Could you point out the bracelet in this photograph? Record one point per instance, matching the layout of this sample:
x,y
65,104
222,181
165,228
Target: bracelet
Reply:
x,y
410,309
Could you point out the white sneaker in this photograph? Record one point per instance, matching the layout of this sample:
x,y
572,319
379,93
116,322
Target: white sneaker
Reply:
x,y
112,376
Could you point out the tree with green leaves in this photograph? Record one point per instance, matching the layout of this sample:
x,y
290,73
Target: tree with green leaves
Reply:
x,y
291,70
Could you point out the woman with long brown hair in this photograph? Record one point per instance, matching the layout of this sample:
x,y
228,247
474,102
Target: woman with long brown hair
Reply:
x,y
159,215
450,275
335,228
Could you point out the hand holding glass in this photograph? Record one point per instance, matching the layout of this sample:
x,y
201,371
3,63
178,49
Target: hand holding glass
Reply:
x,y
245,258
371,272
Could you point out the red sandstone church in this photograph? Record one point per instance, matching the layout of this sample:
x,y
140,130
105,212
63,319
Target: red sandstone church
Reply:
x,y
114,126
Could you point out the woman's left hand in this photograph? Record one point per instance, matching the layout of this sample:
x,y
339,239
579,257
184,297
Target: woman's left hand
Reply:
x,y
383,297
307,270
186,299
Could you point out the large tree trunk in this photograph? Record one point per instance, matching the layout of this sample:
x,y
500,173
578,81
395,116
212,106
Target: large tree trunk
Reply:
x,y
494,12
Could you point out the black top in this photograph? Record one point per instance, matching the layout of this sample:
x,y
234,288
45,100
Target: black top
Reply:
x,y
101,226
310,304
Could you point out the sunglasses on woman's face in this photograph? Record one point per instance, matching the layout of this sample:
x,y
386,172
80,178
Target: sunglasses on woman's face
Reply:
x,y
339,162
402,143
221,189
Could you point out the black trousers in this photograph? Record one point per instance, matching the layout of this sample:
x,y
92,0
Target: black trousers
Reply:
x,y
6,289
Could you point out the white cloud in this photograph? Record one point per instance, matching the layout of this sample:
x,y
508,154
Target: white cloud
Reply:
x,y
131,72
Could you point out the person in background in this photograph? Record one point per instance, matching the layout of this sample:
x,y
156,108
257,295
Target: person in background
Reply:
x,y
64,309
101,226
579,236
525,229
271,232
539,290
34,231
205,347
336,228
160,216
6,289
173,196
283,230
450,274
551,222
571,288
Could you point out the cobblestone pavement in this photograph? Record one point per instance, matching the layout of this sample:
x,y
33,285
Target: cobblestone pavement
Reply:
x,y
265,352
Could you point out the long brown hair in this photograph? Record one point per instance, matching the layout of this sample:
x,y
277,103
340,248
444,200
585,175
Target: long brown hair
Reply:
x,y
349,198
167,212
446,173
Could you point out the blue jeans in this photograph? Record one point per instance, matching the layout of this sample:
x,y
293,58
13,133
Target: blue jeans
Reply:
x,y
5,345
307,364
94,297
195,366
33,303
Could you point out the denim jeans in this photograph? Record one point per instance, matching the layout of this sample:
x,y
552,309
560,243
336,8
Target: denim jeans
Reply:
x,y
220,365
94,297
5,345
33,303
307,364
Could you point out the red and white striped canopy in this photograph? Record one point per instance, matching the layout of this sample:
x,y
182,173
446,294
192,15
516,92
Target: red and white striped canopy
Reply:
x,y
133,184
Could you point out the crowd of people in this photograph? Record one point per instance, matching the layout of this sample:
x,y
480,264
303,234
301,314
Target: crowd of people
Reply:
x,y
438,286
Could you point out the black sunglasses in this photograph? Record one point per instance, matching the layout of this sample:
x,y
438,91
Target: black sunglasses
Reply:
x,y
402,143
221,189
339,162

▬▬▬▬▬▬▬▬▬▬

- _Activity_: The exact wording of every entry above should be written out again.

- _Worked solution_:
Could you point out the bracelet in this photograph? Record one point per instance, matching the layout of this sample:
x,y
65,104
222,181
165,228
Target: bracelet
Reply:
x,y
410,309
Could you point out the white sneaker in this photograph? Record one point per instance, matching the layout of this sample:
x,y
572,319
379,93
116,322
Target: white sneaker
Reply:
x,y
112,376
Could you point out the tree with green leaves in this photograph? Record one point per instance, matching the layout of this sample:
x,y
290,73
Target: tree with green leaves
Reply:
x,y
291,70
Could you point out the woman with long brown hair in this photograph? Record one point per instance, matching the layout of this sample:
x,y
228,247
474,102
Target: woman with long brown hair
Reply:
x,y
159,215
450,275
335,228
Could you point out the hand holding glass in this photograph? Record one point per instance, matching the layout of this sample:
x,y
201,371
3,63
178,49
Target: hand holding glass
Reply:
x,y
245,258
371,272
Could you point out the red sandstone church in this photograph? Record one point per instance, matching the layout of this sample:
x,y
140,130
105,212
63,319
Target: red sandstone church
Reply:
x,y
114,126
Could you point out the woman's left hand in this photograph? Record one point per instance, matching the layout of this sample:
x,y
339,239
579,257
184,297
Target: woman's left hand
Reply:
x,y
383,297
307,270
186,299
Could you point out the large tree trunk in this photograph? Record one point per instance, matching the layout of this sample:
x,y
500,173
578,81
395,116
212,106
Target: large tree trunk
Reply:
x,y
494,12
Could you point out the black top in this photograph? Record one point per instance, matching the layout of this sample:
x,y
234,288
45,100
Target: black top
Reply:
x,y
101,226
310,304
Could you point out the sunglasses on woman's face in this photograph? Record one point per instance, matching the layout of this sample:
x,y
386,172
80,178
Target: sunglasses on woman's face
Reply:
x,y
339,162
402,143
221,189
Could you point out the black trousers in this photograph? Record one point per instance, matching the layout of this sample:
x,y
92,0
Target: black trousers
Reply:
x,y
6,289
Could you point out the white cloud in this photograph? Record one point per instance, matching the layout of this sample:
x,y
508,154
Target: white cloud
Reply:
x,y
131,72
Could you point out the person in background in this photograph? Record one point per instance, matching the layout of this sample:
x,y
156,108
257,295
Target: person in background
Reply:
x,y
64,309
101,226
579,236
525,229
271,232
539,290
34,231
205,347
336,228
160,216
6,289
173,196
283,230
450,274
551,222
571,288
Could you point out the cobblestone pavement in this photograph? Record one point per instance, matching the layout of this sample:
x,y
33,285
Target: cobblestone pavement
Reply:
x,y
265,352
Could you point out the long brown hair in this photograph? Record one point per instance, matching the layout of this sample:
x,y
277,103
340,248
444,200
585,175
Target: long brown hair
Reply:
x,y
349,198
167,212
446,173
Could you point out the blue jeans in this photograph? Record one point per instance, matching the layout of this sample:
x,y
293,58
13,133
Target: blue jeans
Reply:
x,y
5,345
307,364
94,297
195,366
33,303
Could you point out the denim jeans in this photograph? Record one point per instance, matching the layout of this sample:
x,y
552,309
560,243
336,8
Target: denim jeans
Reply:
x,y
220,365
94,297
5,345
33,303
307,364
Could you point out the red and white striped canopy in this photograph? Record one point per instance, matching the layout of this sample:
x,y
182,173
446,294
192,15
516,92
Target: red and white striped canopy
Reply:
x,y
133,184
Could you point out the crowd of people in this photograph? Record one point per instance, matching the layout of this sample:
x,y
480,264
303,234
301,314
Target: crowd of people
Reply:
x,y
438,286
Could you point out the black sunglasses in this photograph? Record one point per instance, matching the layout of this sample:
x,y
438,91
Target: black sunglasses
Reply:
x,y
402,143
221,189
339,162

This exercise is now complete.